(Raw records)
★ ★ ★ ★

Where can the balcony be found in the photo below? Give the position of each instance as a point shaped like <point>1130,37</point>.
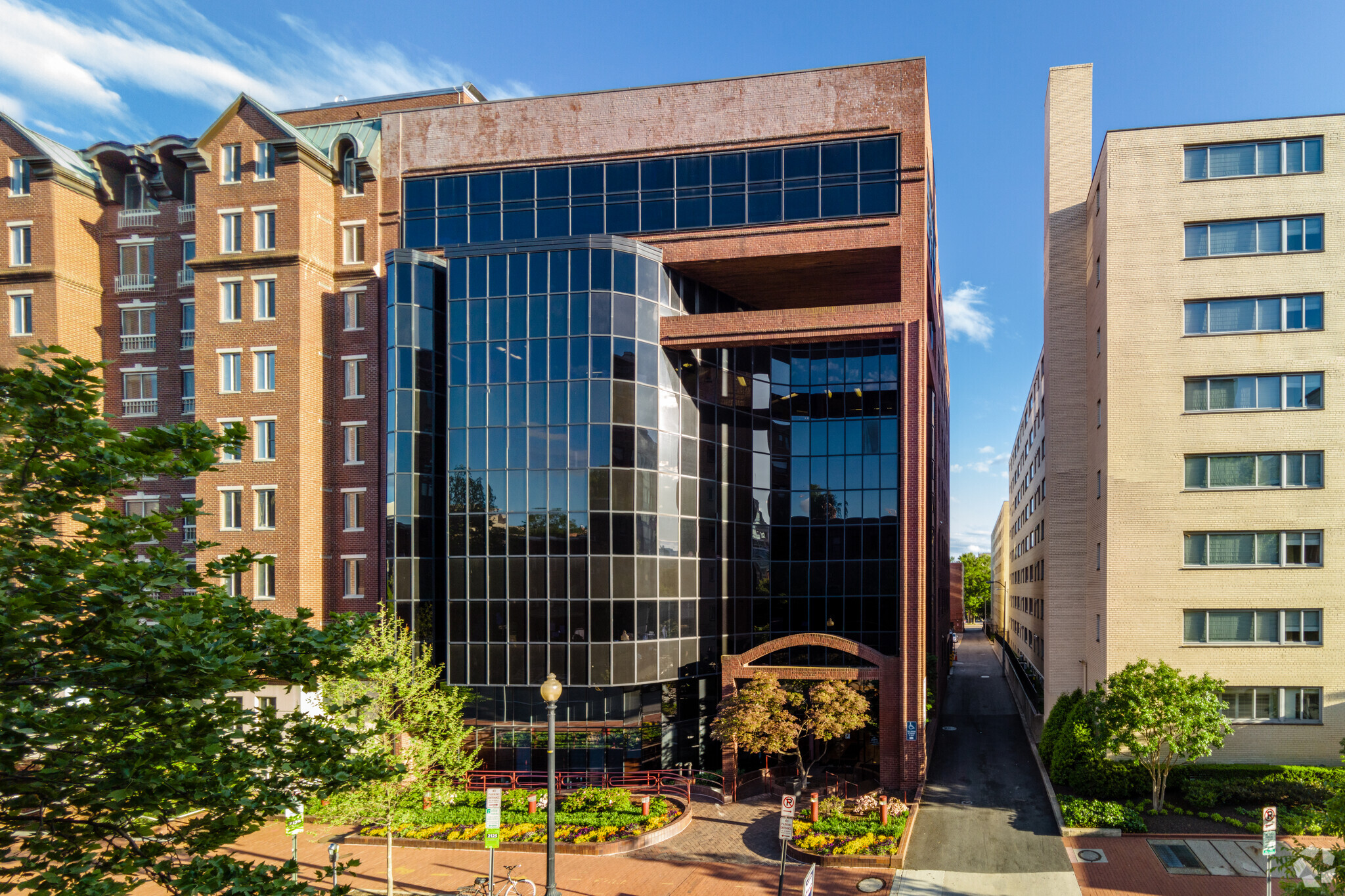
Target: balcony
<point>135,282</point>
<point>137,218</point>
<point>137,343</point>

★ ★ ★ ★

• **Work to be completed**: Write out every line of the rows above again, the requests included, but add -38 to each coordinate in the answer points. Leave the pictures out.

• **Exercise output**:
Where can the balcony be found in the photo below? Give the position of each instance as a point shaped like <point>1130,37</point>.
Target: balcony
<point>97,244</point>
<point>99,180</point>
<point>99,305</point>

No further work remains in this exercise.